#### Your instructions
Write the records out again exactly, but without pictures.

■ ■ ■ ■ ■

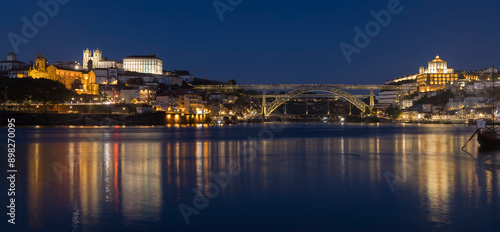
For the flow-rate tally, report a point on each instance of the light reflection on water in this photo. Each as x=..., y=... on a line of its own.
x=318, y=176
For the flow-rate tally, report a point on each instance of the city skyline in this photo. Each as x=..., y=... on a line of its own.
x=265, y=43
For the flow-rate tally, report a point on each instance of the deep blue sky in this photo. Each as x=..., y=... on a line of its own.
x=266, y=41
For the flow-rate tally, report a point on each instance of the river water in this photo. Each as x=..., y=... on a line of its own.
x=254, y=177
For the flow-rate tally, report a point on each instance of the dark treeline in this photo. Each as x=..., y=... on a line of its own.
x=27, y=91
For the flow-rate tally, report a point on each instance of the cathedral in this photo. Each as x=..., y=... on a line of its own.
x=91, y=59
x=80, y=81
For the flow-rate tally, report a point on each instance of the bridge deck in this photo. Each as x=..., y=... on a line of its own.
x=298, y=86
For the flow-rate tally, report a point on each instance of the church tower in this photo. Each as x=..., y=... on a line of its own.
x=41, y=62
x=95, y=56
x=86, y=58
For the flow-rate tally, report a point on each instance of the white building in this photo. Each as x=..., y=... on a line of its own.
x=95, y=56
x=143, y=64
x=436, y=66
x=107, y=64
x=11, y=63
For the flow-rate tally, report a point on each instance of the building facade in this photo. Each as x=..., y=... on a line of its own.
x=11, y=63
x=91, y=59
x=79, y=81
x=143, y=64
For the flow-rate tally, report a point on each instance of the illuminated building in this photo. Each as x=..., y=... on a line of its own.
x=143, y=64
x=81, y=82
x=11, y=62
x=105, y=63
x=436, y=76
x=12, y=67
x=91, y=59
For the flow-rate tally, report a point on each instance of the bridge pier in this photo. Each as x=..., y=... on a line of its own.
x=372, y=100
x=264, y=104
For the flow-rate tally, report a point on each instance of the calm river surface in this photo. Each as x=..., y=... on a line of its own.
x=255, y=177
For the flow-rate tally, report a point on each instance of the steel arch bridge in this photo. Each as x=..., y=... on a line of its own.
x=269, y=108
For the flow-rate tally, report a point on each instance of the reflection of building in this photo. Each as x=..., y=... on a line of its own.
x=81, y=82
x=143, y=64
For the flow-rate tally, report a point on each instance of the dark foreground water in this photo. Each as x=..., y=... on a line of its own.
x=271, y=177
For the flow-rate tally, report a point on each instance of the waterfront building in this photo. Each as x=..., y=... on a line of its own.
x=91, y=59
x=105, y=63
x=80, y=81
x=143, y=64
x=11, y=63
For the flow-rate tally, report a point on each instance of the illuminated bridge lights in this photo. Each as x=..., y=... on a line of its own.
x=300, y=86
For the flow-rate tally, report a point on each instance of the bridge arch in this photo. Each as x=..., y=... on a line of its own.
x=269, y=108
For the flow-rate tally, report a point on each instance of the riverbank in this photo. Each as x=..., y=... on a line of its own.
x=89, y=119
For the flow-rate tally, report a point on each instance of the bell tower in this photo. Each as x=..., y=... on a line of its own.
x=86, y=58
x=41, y=62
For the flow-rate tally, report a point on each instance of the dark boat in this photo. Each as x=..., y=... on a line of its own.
x=489, y=136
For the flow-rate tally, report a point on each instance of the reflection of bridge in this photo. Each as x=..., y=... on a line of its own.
x=300, y=89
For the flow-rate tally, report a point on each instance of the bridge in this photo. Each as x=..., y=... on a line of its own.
x=301, y=89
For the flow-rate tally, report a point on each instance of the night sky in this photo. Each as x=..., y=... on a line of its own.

■ ■ ■ ■ ■

#### Task result
For the flow-rate tally, report a point on each instance of the light reflection on water in this photo. Each as x=..., y=... on a line of its own.
x=318, y=176
For the flow-rate tally, report a point on each instance of the city skyline in this photo. Each as x=..., y=... on a line of its own.
x=265, y=43
For the flow-rate tally, report a point on each instance of the deep blue sky in this photo. Each as x=..., y=... on a line of its own.
x=266, y=41
For the flow-rate tally, report a point on each instance of the river water in this photo. Each as x=..., y=... on a line of its own.
x=254, y=177
For the flow-rate tally, report a point on each instance of the dark treeline in this photo. Each as x=..., y=... on a line of its own.
x=27, y=91
For the flow-rate tally, report a point on each instance of the cathedral in this photo. Each as x=..., y=... on a line of its own.
x=91, y=59
x=80, y=81
For the flow-rate tally, report a point on each instance of the bridge deck in this photo. Each as x=..., y=... on a line of its own.
x=298, y=86
For the flow-rate tally, report a point on each instance of the church tower in this photo. Each as x=..., y=... on a line of its own.
x=41, y=62
x=95, y=56
x=86, y=58
For the flow-rate tally, report a point on each instance of the white building in this photo. Each as x=..., y=... on a line of its own.
x=95, y=56
x=143, y=64
x=436, y=66
x=107, y=64
x=11, y=63
For the flow-rate tally, report a point on each instance of the building facade in this photo. Each as x=..., y=... on a line of its own.
x=11, y=63
x=91, y=59
x=79, y=81
x=143, y=64
For the flow-rate tally, report a point on each instance of the illuminated building in this photo. Each as x=..., y=... on a line of its own.
x=143, y=64
x=81, y=82
x=11, y=62
x=105, y=63
x=436, y=76
x=12, y=67
x=91, y=59
For the flow-rate tally, report a point on each instance of the bridge pier in this photo. Each as x=..., y=... on a line of its own.
x=372, y=100
x=264, y=104
For the flow-rate tally, report a point on each instance of the calm river surface in this photo. Each as x=..., y=... on a line of its own.
x=255, y=177
For the flow-rate tally, report a point on each instance of the steel arch bridge in this photo. Each as x=..., y=... on a line of its own.
x=269, y=108
For the flow-rate tally, report a point on each instance of the reflection of building in this photo. Each as x=..., y=... on a line of its own.
x=81, y=82
x=143, y=64
For the flow-rate tally, report a point on each instance of the dark foreground water in this photo. Each as x=..., y=... on a line of its own.
x=271, y=177
For the flow-rate tally, report a point on each instance of the waterfront building in this photo. Each as x=..., y=... on a line of its own.
x=91, y=59
x=105, y=63
x=80, y=81
x=143, y=64
x=11, y=63
For the flow-rate tally, report a point on each instance of the illuminated bridge lights in this photo. Each as x=..., y=... on a line of its own.
x=300, y=86
For the flow-rate tally, report a point on each instance of the bridge arch in this photo. Each as x=..., y=... on a line of its own.
x=269, y=108
For the flow-rate tally, report a point on each instance of the riverbank in this photo. Each as x=..., y=... on a line of its own.
x=89, y=119
For the flow-rate tally, report a point on each instance of the bell tower in this photo. Each as x=..., y=... on a line of its own.
x=86, y=58
x=41, y=62
For the flow-rate tally, report a point on each instance of the dark boat in this photo. Each as x=..., y=... on a line of its own.
x=489, y=136
For the flow-rate tally, report a point on each instance of the reflection of bridge in this photo. Each as x=..., y=... on a line of its own.
x=300, y=89
For the flow-rate tally, report a point on each instance of the bridge in this photo. Each as x=..., y=... on a line of its own.
x=301, y=89
For the flow-rate tally, report a point on each instance of the night sky in this photo. Each as x=..., y=... on a line of its own.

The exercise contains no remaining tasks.